### Goal of the exercise
From the article on yoga flexibility, output everything from "As any stiff" down to "worthy struggle indeed!", copied word for word.

### Reading text
□ □ □ □

3 Flexibility Secrets You Won’t Learn in Yoga Class
There’s much more to yoga than flexibility, but that’s easy to say when you can sit in full lotus for an hour without moving, do a backbend with straight arms, and bind your wrist behind your back in Marichiyasana D.
As any stiff student will tell you, when you’re tight, a huge part of your yoga practice involves struggling with your stiff body—and I’m here to say that it’s a worthy struggle indeed!
Greater flexibility is associated with reduced risk of injury, increased circulation, nervous system health, and general youthfulness. In essence, life is richer when you can squat, twist, touch your toes, and sit comfortably on the floor; and even if your ultimate goal is less physical and more in line with meditation, this too becomes much more accessible when your body is open and your energy is moving freely.
For all those reasons, I always encourage students to stretch outside of class to improve the flexibility of their “stiff spots”, and here are 3 flexibility secrets that are rarely taught in classes (but should be).
#1 – Many Yoga Poses Demonstrate Rather than Develop Flexibility
The perfect example of this is a full lotus pose. For meditation or any seated practice, it’s the ideal pose, but learning it can be a real challenge. Lotus pose demonstrates the flexibility of your hips, ankles, and hamstrings (and more), but it’s a terrible pose for developing that flexibility.
If you’re super stiff and practice full lotus for long stretches, you’ll inevitably end up with sore or even injured knees. In this way, when you’re practicing yoga for flexibility, you want to do poses that clearly develop (rather than just demonstrate) the posture. In the case of full lotus, for example, poses like Marichiyasana B & D from Ashtanga Yoga, Blaster Pose, and Butterfly Poses are all excellent.

□ □ □ □

Records excerpted from a collection:
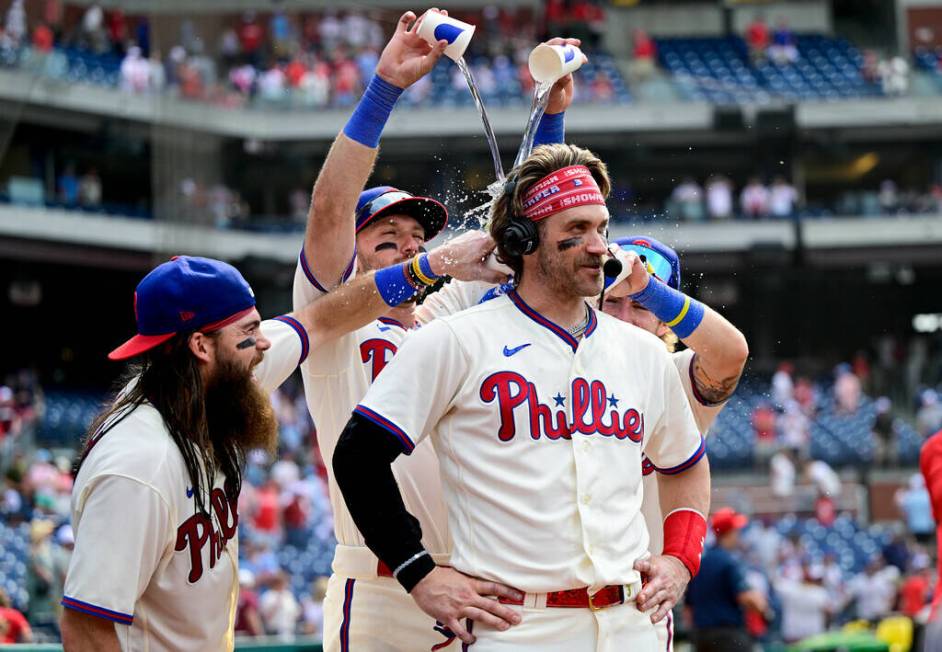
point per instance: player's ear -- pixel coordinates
(202, 346)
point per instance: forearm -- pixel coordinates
(358, 302)
(720, 347)
(362, 468)
(687, 490)
(331, 227)
(721, 351)
(685, 503)
(83, 633)
(331, 230)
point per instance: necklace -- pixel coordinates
(577, 330)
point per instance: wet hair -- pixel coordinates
(543, 161)
(169, 378)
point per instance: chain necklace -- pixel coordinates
(577, 330)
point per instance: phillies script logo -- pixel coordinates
(378, 352)
(593, 411)
(196, 531)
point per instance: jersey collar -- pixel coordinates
(551, 326)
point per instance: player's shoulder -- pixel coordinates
(475, 315)
(136, 445)
(638, 337)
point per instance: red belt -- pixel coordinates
(605, 597)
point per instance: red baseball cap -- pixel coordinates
(727, 519)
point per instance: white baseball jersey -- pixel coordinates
(338, 374)
(539, 438)
(167, 577)
(704, 413)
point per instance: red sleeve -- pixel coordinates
(930, 463)
(18, 625)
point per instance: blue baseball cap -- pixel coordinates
(386, 200)
(662, 261)
(182, 295)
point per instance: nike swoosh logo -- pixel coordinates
(509, 352)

□ □ □ □

### Answer area
As any stiff student will tell you, when you’re tight, a huge part of your yoga practice involves struggling with your stiff body—and I’m here to say that it’s a worthy struggle indeed!